(Collected data)
=== Begin Enclosure ===

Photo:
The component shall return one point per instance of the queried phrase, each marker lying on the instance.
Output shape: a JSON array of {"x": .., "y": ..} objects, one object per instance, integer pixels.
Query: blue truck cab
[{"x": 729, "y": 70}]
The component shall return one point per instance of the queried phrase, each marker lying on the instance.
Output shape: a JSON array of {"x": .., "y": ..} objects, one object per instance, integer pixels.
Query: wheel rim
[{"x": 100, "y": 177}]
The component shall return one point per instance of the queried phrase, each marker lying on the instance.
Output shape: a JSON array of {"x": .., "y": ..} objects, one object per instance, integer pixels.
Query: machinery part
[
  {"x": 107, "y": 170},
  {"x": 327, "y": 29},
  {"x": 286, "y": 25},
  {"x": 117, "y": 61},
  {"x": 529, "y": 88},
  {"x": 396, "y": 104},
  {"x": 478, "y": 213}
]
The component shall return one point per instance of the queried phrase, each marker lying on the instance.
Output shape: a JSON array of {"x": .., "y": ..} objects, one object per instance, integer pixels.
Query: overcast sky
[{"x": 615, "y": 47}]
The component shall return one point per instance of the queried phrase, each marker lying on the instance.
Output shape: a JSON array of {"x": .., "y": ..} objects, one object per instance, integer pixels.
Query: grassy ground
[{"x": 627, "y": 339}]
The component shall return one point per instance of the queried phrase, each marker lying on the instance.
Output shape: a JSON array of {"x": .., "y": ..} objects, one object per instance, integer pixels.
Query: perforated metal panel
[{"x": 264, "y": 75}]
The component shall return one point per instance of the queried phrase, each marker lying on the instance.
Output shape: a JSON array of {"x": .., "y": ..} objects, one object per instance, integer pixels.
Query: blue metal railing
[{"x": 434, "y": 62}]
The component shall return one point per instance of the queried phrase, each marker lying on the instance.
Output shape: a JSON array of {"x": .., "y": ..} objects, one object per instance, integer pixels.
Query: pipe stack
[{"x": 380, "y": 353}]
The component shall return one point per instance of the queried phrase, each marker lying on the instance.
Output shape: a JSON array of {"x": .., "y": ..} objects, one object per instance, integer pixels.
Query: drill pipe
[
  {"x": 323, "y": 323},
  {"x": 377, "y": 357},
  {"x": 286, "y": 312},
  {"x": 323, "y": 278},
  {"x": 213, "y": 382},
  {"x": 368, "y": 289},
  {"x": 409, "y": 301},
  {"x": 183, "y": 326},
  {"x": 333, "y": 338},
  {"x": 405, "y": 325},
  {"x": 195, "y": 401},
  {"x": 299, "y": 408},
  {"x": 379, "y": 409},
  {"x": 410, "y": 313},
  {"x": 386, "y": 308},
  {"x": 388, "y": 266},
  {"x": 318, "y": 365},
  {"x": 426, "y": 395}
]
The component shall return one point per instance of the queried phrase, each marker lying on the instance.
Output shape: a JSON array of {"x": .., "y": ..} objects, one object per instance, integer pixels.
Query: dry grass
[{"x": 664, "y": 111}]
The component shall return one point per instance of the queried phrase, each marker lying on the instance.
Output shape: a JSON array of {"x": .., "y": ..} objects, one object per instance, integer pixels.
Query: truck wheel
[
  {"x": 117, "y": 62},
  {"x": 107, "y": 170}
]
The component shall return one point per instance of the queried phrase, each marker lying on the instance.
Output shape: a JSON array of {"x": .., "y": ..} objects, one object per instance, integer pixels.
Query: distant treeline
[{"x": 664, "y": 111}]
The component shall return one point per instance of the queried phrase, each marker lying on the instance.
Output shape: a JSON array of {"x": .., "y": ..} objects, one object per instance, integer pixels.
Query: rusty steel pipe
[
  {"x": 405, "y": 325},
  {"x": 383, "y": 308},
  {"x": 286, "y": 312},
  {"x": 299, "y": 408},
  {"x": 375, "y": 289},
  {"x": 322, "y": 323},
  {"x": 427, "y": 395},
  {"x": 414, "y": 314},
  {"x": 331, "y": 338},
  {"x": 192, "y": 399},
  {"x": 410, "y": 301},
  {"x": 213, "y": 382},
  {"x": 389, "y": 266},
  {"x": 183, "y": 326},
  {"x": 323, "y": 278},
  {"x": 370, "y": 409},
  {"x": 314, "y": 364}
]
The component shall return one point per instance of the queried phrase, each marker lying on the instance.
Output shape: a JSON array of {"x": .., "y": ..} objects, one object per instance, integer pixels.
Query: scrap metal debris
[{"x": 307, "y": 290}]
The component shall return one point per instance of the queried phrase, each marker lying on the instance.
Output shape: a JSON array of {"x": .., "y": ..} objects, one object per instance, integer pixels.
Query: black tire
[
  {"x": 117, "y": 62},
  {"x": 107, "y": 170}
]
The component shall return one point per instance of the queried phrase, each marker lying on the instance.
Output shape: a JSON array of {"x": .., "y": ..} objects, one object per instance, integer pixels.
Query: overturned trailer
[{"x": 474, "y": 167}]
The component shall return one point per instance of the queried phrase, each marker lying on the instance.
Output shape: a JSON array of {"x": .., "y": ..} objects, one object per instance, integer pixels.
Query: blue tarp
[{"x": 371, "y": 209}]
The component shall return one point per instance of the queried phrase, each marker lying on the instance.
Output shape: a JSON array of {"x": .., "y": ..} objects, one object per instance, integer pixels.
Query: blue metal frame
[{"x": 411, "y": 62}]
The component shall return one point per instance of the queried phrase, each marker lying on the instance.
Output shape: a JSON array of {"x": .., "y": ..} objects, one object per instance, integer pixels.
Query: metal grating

=== End Enclosure ===

Assignment
Once the records end, copy them all again exactly.

Finished exercise
Photo:
The component shall return one point per instance of the queried phrase, each marker lying on the instance.
Output shape: a JSON array of {"x": .., "y": ..} objects, one object per instance, integer pixels.
Query: blue truck cab
[{"x": 729, "y": 70}]
The component shall return one point per instance of the queried phrase, each marker lying on the instance.
Output shape: a JSON array of {"x": .., "y": ..} objects, one object per instance, integer pixels.
Query: wheel rim
[{"x": 100, "y": 177}]
The component shall return one point per instance of the queried phrase, each marker lying on the instance.
Output shape: a JSON array of {"x": .., "y": ..} objects, one object per instance, integer pixels.
Query: machinery part
[
  {"x": 107, "y": 170},
  {"x": 327, "y": 29},
  {"x": 286, "y": 25},
  {"x": 117, "y": 61},
  {"x": 529, "y": 88},
  {"x": 396, "y": 104},
  {"x": 478, "y": 213}
]
The component shall return one point per instance of the queried phrase, each marker lying on the instance.
Output shape: a JSON array of {"x": .., "y": ..} objects, one object per instance, integer pixels.
Query: overcast sky
[{"x": 615, "y": 47}]
The component shall return one point per instance of the queried phrase, each marker lying on the instance.
Output shape: a JSON array of {"x": .., "y": ..} objects, one object per instance, integer pixels.
Query: grassy ground
[{"x": 627, "y": 339}]
The component shall return one point per instance of the queried phrase, each marker lying on the instance.
Output shape: a JSON array of {"x": .., "y": ..} objects, one object per instance, integer pixels.
Query: perforated metal panel
[{"x": 264, "y": 75}]
The component shall return one point per instance of the queried phrase, each marker lying on the instance.
Output shape: a JSON array of {"x": .., "y": ..} objects, one object per instance, integer pixels.
Query: blue metal railing
[{"x": 434, "y": 62}]
The component shall return one point per instance of the queried phrase, each marker lying on the instance.
Output shape: a JSON array of {"x": .., "y": ..} objects, one object per instance, integer pixels.
Query: pipe stack
[{"x": 380, "y": 353}]
The component shall return one point per instance of the queried phrase, each marker lying on the instance.
Output shape: a JSON array of {"x": .., "y": ..} objects, one object per instance, integer pixels.
Query: drill pipe
[
  {"x": 323, "y": 323},
  {"x": 377, "y": 357},
  {"x": 286, "y": 312},
  {"x": 323, "y": 278},
  {"x": 213, "y": 382},
  {"x": 368, "y": 289},
  {"x": 409, "y": 301},
  {"x": 183, "y": 326},
  {"x": 333, "y": 338},
  {"x": 405, "y": 325},
  {"x": 195, "y": 401},
  {"x": 299, "y": 408},
  {"x": 379, "y": 409},
  {"x": 410, "y": 313},
  {"x": 386, "y": 308},
  {"x": 388, "y": 266},
  {"x": 318, "y": 365},
  {"x": 426, "y": 395}
]
The component shall return one point per instance of the queried phrase, each marker lying on the instance.
Output shape: a JSON array of {"x": .., "y": ..} objects, one object per instance, integer pixels.
Query: dry grass
[{"x": 664, "y": 111}]
The component shall return one point per instance of the queried phrase, each marker lying on the instance.
Output shape: a JSON array of {"x": .., "y": ..} objects, one object per instance, integer pixels.
Query: truck wheel
[
  {"x": 117, "y": 62},
  {"x": 107, "y": 170}
]
The component shall return one point per instance of the queried phrase, each marker lying on the instance.
Output shape: a JSON array of {"x": .., "y": ..} objects, one object per instance, integer pixels.
Query: distant treeline
[{"x": 664, "y": 111}]
The component shall return one point per instance of the queried phrase, each marker lying on the instance.
Output shape: a JSON array of {"x": .., "y": ..} objects, one object per instance, integer pixels.
Query: rusty steel pipe
[
  {"x": 405, "y": 325},
  {"x": 383, "y": 308},
  {"x": 286, "y": 312},
  {"x": 299, "y": 408},
  {"x": 375, "y": 289},
  {"x": 322, "y": 323},
  {"x": 427, "y": 395},
  {"x": 414, "y": 314},
  {"x": 331, "y": 338},
  {"x": 192, "y": 399},
  {"x": 410, "y": 301},
  {"x": 213, "y": 382},
  {"x": 389, "y": 266},
  {"x": 183, "y": 326},
  {"x": 323, "y": 278},
  {"x": 370, "y": 409},
  {"x": 314, "y": 364}
]
The component shall return one point per instance of the queried phrase, each marker lying on the instance.
Output shape: a JSON array of {"x": .., "y": ..} objects, one object per instance, integer pixels.
Query: scrap metal debris
[{"x": 307, "y": 290}]
The component shall return one point per instance of the queried phrase, each marker lying on the instance.
Output shape: a JSON array of {"x": .., "y": ..} objects, one object per instance, integer pixels.
Query: black tire
[
  {"x": 117, "y": 62},
  {"x": 107, "y": 170}
]
The component shall return one point per instance of the queried phrase, each marker lying on the instance.
Output shape: a JSON array of {"x": .., "y": ..} objects, one object per instance, integer pixels.
Query: overturned trailer
[{"x": 474, "y": 167}]
The component shall return one point per instance of the queried phrase, each marker lying on the instance.
Output shape: a JSON array of {"x": .., "y": ..} objects, one object per instance, integer pixels.
Query: blue tarp
[{"x": 371, "y": 209}]
The component shall return one point per instance of the queried phrase, each marker lying on the instance.
Output shape: a JSON array of {"x": .., "y": ..} objects, one object per instance, integer pixels.
Query: blue metal frame
[{"x": 411, "y": 62}]
The component shall return one point per instance of the queried phrase, each marker lying on the instance.
Output shape: a JSON array of {"x": .., "y": ..} objects, one object per instance, integer pixels.
Query: metal grating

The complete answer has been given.